--- START MATERIAL FOR THE TASK ---

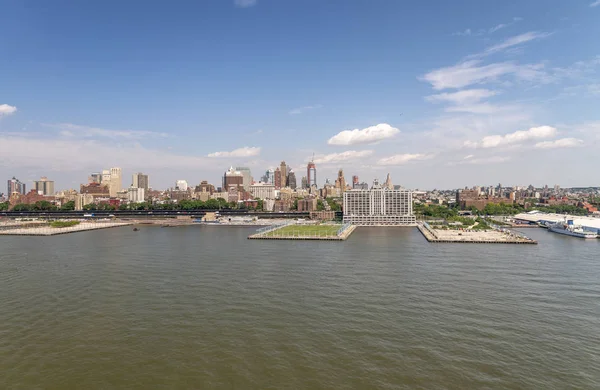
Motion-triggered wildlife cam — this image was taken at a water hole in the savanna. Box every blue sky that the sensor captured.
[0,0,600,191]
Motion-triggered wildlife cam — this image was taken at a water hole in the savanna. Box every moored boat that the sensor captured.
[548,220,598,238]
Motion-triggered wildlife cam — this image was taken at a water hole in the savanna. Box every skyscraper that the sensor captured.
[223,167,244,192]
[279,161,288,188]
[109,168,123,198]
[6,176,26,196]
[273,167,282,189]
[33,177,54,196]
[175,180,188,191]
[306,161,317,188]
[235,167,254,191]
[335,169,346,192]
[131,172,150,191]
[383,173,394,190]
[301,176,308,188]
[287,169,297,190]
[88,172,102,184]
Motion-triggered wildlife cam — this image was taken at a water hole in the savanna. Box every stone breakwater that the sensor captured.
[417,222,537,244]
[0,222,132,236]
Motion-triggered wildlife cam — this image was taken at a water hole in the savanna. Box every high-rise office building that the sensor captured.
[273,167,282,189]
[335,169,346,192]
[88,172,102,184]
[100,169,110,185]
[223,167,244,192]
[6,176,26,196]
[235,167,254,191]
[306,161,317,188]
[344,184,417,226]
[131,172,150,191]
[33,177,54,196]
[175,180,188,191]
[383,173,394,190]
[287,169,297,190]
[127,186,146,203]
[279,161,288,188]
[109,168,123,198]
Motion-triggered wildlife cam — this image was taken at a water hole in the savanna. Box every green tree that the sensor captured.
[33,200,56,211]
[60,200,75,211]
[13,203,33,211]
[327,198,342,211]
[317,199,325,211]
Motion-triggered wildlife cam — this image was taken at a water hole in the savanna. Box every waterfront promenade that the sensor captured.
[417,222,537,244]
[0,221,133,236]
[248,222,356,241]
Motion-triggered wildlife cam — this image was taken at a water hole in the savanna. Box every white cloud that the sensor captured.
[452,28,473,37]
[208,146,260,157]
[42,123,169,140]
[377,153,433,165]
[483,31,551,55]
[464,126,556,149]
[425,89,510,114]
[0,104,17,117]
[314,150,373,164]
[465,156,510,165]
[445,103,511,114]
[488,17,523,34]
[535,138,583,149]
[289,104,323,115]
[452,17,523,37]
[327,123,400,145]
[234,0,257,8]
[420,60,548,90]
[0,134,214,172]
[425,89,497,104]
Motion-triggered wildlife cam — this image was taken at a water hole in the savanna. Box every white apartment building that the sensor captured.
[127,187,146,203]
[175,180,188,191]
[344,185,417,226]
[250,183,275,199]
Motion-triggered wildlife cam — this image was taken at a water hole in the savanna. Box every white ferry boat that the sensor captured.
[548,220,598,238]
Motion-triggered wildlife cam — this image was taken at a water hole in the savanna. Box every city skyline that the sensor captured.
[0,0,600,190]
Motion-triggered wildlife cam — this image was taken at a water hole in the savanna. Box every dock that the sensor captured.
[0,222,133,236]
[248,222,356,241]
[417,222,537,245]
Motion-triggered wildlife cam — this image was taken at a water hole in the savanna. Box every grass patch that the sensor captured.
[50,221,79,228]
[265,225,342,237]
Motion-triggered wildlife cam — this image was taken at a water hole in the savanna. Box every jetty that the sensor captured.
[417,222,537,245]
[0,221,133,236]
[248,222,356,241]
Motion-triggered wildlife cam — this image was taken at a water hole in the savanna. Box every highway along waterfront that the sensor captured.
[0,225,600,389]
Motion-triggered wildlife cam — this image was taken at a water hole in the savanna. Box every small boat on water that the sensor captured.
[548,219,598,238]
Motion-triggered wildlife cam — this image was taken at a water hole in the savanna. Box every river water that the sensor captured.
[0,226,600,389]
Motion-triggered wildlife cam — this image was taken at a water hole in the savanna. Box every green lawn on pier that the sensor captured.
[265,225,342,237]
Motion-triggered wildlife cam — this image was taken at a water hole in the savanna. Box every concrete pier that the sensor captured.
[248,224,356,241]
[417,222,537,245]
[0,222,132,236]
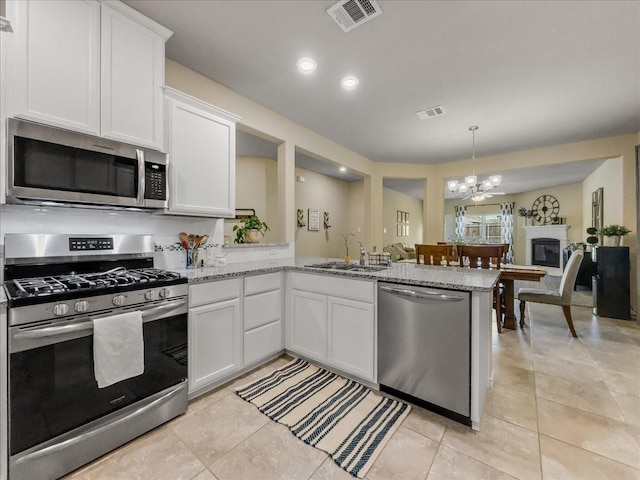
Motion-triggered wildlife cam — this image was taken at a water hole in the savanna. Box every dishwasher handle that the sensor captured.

--- END MATERIAL FOR THE TASK ---

#### [BRIEF]
Copy out the listing word for word, from the line with "jetty that the sensor captured." through the end of the listing, including both ends. Leave the pictures out.

#### [ANSWER]
Motion-triggered wildlife cam — this image was taken at a water hole in the savanna. Box every jetty that the sensor captured.
[417,222,537,245]
[0,221,133,236]
[248,222,356,241]
Motion-triggered wildlife cam — this image was taken at a water hole in the savanna. Box every highway along waterfront that the sensor captured.
[0,225,600,389]
Motion-triggered wildlife cam — this image was taken at a water hole in the savanna. Box every small boat on water that the sensor captured.
[548,219,598,238]
Motion-triggered wildlife cam — this image was taken at a water hole in the savanna. Box every river water that the sensor captured.
[0,226,600,389]
Motion-triggered wildlife cam — this image was taken at a water hole in the savanna. Box every green lawn on pier that the sensor captured.
[265,225,342,237]
Motion-triggered wildlife cam — this image was taken at a water hole in the savanna. Box every concrete pier that the sensor captured.
[248,224,356,241]
[417,222,537,245]
[0,222,132,236]
Motion-triggered wildlife cam — this image was taken at a water hole in the savanna. Box every dishwasher handle that the sensor captured.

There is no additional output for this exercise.